January Bubble Wasn’t Really a Bubble
During the interview, which was focused on the economics of the cryptocurrency market, Novogratz was asked by Schatzker about the criticism from skeptics regarding the rapid movement of the valuation of the cryptocurrency market and the bubble-like trend of bitcoin in early 2018.
In response, Novogratz stated that if the January bull rally of bitcoin, Ethereum, and other cryptocurrencies is considered as a bubble, it can be described as the 1996 dot com bubble which occurred prior to the 1999 bubble that led the dot com bubble to reach a valuation of $6 trillion before it crashed to $1 trillion.
Eventually, Novogratz stated that the cryptocurrency market will rebound from its major correction in mid-2018 and surpass previous all-time highs to reach a $20 trillion market valuation.
********************
● GIVEN REQUEST 1: What dollar valuations does the passage on the cryptocurrency market mention?
The passage above and the entries that follow have no connection to each other.

● EXERCISE INPUTS:
********************
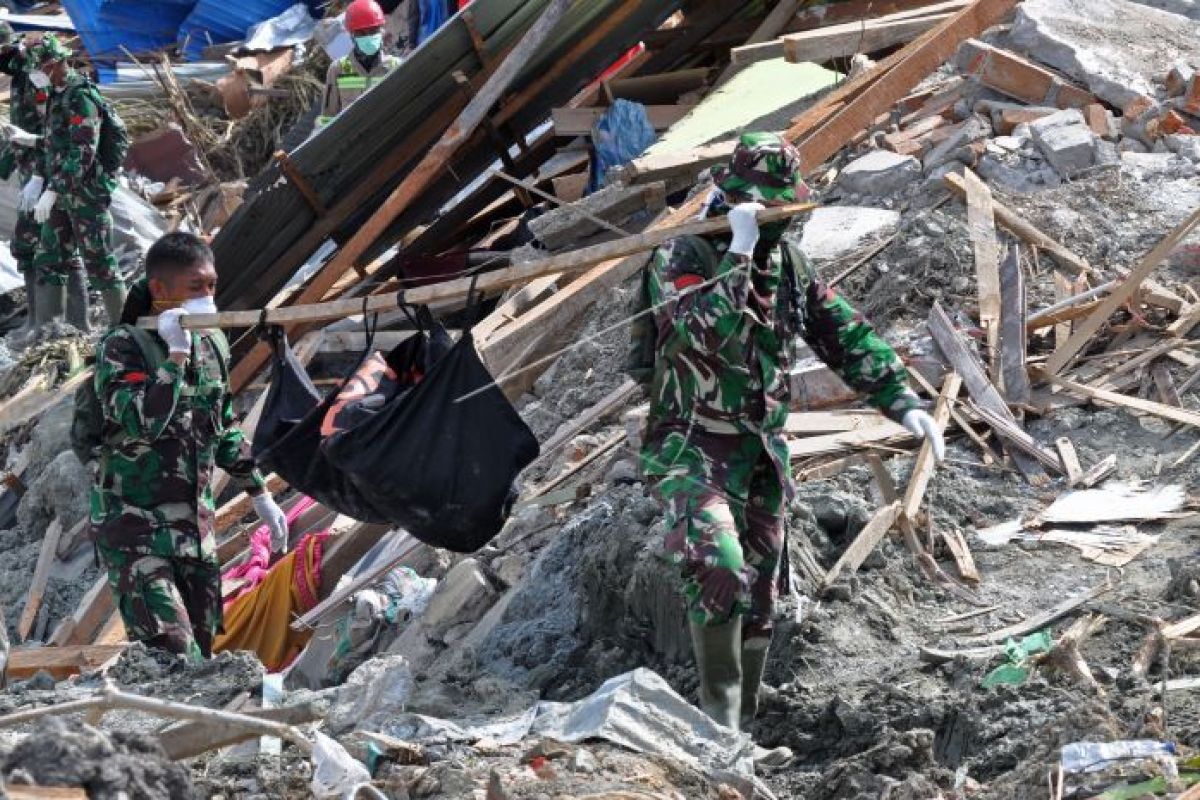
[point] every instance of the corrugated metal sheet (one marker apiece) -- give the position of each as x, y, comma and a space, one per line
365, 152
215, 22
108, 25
********************
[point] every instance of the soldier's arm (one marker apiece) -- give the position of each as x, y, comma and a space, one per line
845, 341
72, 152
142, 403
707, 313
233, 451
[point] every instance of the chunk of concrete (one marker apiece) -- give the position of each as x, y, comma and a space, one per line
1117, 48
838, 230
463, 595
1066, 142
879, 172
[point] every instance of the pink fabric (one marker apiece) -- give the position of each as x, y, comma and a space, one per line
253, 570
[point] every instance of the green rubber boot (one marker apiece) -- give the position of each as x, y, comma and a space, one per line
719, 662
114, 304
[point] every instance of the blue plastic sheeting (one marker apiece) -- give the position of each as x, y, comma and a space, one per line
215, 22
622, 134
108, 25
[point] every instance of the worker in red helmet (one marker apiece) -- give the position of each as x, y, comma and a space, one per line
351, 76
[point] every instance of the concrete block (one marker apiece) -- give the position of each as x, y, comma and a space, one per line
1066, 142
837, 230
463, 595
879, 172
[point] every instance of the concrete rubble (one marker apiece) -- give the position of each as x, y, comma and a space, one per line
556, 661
********************
● GIVEN REQUEST 2: Extract every line of the entries that contains the string "concrete". Case counts.

● EXERCISE ANSWER 1:
$6 trillion
$1 trillion
$20 trillion

● EXERCISE ANSWER 2:
[point] every instance of the chunk of concrete (one marker apiece) -- give the position of each as x, y, comma and a space, one per line
[point] every instance of the concrete block (one marker apiece) -- give the position of each as x, y, comma and a space, one per line
[point] every instance of the concrete rubble (one marker apiece) -- give the position of each as x, y, comma and a space, one per line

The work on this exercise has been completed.